▸ **What to work on**
Copy out the entries below precisely; nothing is to be omitted.
━━ Input for this task ━━
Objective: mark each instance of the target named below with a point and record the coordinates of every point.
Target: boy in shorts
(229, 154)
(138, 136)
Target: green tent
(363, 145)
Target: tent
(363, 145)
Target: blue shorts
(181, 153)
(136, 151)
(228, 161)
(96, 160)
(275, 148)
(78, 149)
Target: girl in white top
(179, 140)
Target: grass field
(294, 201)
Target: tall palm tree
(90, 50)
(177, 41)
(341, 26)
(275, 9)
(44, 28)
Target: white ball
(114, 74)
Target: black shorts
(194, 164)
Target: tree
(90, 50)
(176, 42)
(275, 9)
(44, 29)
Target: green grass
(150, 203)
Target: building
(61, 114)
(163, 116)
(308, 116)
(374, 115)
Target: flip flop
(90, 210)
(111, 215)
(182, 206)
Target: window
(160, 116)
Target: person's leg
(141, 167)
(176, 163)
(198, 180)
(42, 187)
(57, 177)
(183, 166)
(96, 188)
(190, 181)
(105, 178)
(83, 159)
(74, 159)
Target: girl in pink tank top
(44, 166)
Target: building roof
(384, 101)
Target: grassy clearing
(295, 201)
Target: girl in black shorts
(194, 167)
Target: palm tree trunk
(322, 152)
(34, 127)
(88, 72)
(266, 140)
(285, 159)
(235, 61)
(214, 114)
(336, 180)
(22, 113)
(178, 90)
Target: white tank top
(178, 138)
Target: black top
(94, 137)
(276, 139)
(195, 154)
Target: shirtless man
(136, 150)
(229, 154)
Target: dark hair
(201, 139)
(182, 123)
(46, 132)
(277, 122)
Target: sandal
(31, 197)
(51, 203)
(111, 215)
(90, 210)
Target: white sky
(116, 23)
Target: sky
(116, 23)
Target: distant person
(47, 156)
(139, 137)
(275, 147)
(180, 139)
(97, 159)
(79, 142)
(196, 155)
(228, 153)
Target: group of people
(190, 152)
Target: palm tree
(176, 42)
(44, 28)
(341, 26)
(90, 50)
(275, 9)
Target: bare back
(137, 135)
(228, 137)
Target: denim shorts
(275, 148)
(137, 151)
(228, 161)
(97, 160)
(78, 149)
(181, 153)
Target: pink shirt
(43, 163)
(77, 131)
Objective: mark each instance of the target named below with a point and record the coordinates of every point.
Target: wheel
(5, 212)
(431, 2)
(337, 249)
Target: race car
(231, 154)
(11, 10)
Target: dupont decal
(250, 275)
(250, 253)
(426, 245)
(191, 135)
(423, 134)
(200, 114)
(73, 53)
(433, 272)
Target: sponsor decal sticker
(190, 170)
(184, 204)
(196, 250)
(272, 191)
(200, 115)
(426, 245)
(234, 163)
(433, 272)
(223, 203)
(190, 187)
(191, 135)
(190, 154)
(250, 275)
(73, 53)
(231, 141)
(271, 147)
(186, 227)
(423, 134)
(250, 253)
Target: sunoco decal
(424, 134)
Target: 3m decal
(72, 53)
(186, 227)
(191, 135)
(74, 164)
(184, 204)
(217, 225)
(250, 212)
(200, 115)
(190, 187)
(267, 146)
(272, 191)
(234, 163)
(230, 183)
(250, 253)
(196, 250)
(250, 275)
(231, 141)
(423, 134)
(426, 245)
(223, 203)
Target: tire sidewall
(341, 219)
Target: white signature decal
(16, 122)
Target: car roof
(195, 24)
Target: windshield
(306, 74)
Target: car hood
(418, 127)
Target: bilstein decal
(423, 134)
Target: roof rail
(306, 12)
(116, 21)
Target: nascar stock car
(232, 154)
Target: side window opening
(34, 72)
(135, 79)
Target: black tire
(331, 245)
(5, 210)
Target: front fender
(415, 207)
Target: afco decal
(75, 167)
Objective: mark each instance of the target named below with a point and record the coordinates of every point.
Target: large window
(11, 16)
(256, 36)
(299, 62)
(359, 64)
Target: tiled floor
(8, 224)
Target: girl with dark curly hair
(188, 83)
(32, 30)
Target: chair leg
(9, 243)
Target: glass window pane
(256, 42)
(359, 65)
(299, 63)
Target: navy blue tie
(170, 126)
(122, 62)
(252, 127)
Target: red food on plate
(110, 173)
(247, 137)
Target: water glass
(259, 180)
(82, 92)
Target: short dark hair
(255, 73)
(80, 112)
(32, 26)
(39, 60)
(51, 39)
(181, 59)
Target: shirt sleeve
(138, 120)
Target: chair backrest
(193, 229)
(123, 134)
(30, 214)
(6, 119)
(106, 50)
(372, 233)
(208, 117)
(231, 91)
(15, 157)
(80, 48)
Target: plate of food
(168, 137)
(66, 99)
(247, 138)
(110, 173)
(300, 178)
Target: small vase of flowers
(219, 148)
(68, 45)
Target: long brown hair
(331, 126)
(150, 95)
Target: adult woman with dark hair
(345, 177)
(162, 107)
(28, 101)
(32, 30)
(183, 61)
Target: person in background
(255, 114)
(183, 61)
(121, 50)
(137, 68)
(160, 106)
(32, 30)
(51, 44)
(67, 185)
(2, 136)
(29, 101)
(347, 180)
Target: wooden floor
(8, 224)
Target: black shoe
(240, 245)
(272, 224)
━━━
▸ **Result**
Objective: mark each instance of the target named below with a point and record the coordinates of every point.
Target: boy in shorts
(229, 154)
(138, 136)
Target: green tent
(363, 145)
Target: tent
(363, 145)
Target: blue shorts
(181, 153)
(136, 151)
(228, 161)
(96, 160)
(275, 148)
(78, 149)
Target: girl in white top
(179, 140)
Target: grass field
(294, 201)
Target: tall palm tree
(90, 50)
(177, 41)
(341, 26)
(275, 9)
(44, 28)
Target: white ball
(114, 74)
Target: black shorts
(194, 164)
Target: tree
(90, 50)
(176, 42)
(275, 9)
(44, 29)
Target: green grass
(150, 203)
Target: building
(61, 114)
(163, 116)
(308, 116)
(374, 115)
Target: flip flop
(90, 210)
(111, 215)
(182, 206)
Target: window
(160, 116)
Target: person's leg
(141, 167)
(176, 163)
(198, 180)
(42, 187)
(57, 177)
(183, 166)
(96, 188)
(190, 181)
(105, 178)
(83, 159)
(74, 159)
Target: girl in pink tank top
(44, 166)
Target: building roof
(384, 101)
Target: grassy clearing
(295, 201)
Target: girl in black shorts
(194, 167)
Target: palm tree trunk
(322, 152)
(34, 127)
(88, 72)
(266, 140)
(285, 159)
(235, 61)
(214, 114)
(336, 180)
(22, 113)
(178, 90)
Target: white tank top
(178, 138)
Target: black top
(94, 137)
(276, 139)
(195, 154)
Target: shirtless man
(136, 150)
(229, 154)
Target: dark hair
(201, 139)
(182, 123)
(46, 132)
(277, 122)
Target: sandal
(31, 197)
(51, 203)
(111, 215)
(90, 210)
Target: white sky
(116, 23)
Target: sky
(116, 23)
Target: distant person
(47, 156)
(139, 137)
(275, 147)
(180, 139)
(97, 159)
(79, 142)
(196, 155)
(228, 153)
Target: group of people
(190, 152)
Target: palm tree
(176, 42)
(44, 28)
(341, 26)
(90, 50)
(275, 9)
Target: bare back
(137, 135)
(228, 137)
Target: denim shorts
(275, 148)
(137, 151)
(228, 161)
(97, 160)
(78, 149)
(181, 153)
Target: pink shirt
(43, 163)
(77, 131)
Objective: mark each instance of the target named below with a point and record the coordinates of every point.
Target: wheel
(5, 212)
(431, 2)
(337, 249)
Target: race car
(231, 154)
(11, 10)
Target: dupont decal
(250, 275)
(250, 253)
(426, 245)
(191, 135)
(423, 134)
(200, 114)
(73, 53)
(433, 272)
Target: sponsor decal sticker
(190, 170)
(184, 204)
(196, 250)
(272, 191)
(200, 115)
(426, 245)
(234, 163)
(433, 272)
(223, 203)
(190, 187)
(191, 135)
(190, 154)
(250, 275)
(73, 53)
(231, 141)
(271, 147)
(186, 227)
(423, 134)
(250, 253)
Target: sunoco decal
(424, 134)
Target: 3m decal
(72, 53)
(186, 227)
(191, 135)
(74, 164)
(184, 204)
(217, 225)
(250, 212)
(200, 115)
(190, 187)
(267, 146)
(272, 191)
(234, 163)
(230, 183)
(250, 253)
(196, 250)
(250, 275)
(231, 141)
(423, 134)
(426, 245)
(223, 203)
Target: tire sidewall
(341, 219)
Target: white signature decal
(16, 122)
Target: car roof
(195, 24)
Target: windshield
(306, 74)
Target: car hood
(418, 127)
Target: bilstein decal
(423, 134)
Target: roof rail
(306, 12)
(116, 21)
Target: nascar stock car
(232, 154)
Target: side window opening
(34, 72)
(135, 79)
Target: black tire
(331, 245)
(5, 210)
Target: front fender
(415, 207)
Target: afco decal
(75, 167)
Objective: mark each instance of the target named below with a point and record the coordinates of every point.
Target: large window
(11, 16)
(256, 36)
(299, 62)
(359, 64)
Target: tiled floor
(8, 224)
Target: girl with dark curly hair
(188, 83)
(32, 30)
Target: chair leg
(9, 243)
Target: glass window pane
(256, 42)
(359, 65)
(299, 63)
Target: navy blue tie
(170, 126)
(122, 62)
(252, 127)
Target: red food on plate
(110, 173)
(247, 137)
Target: water glass
(259, 180)
(82, 92)
Target: short dark hair
(255, 73)
(80, 112)
(32, 26)
(39, 60)
(51, 39)
(181, 59)
Target: shirt sleeve
(138, 120)
Target: chair backrest
(193, 229)
(123, 134)
(30, 214)
(6, 119)
(106, 50)
(372, 233)
(208, 117)
(231, 91)
(15, 157)
(80, 48)
Target: plate of food
(168, 137)
(66, 99)
(247, 138)
(110, 173)
(300, 178)
Target: small vase of flowers
(219, 148)
(68, 45)
Target: long brown hair
(331, 126)
(150, 95)
Target: adult woman with dark hair
(345, 177)
(162, 107)
(28, 101)
(32, 30)
(183, 61)
Target: person in background
(255, 114)
(183, 61)
(121, 50)
(137, 68)
(160, 106)
(32, 30)
(51, 44)
(67, 185)
(2, 136)
(29, 101)
(347, 180)
Target: wooden floor
(8, 224)
Target: black shoe
(240, 245)
(272, 224)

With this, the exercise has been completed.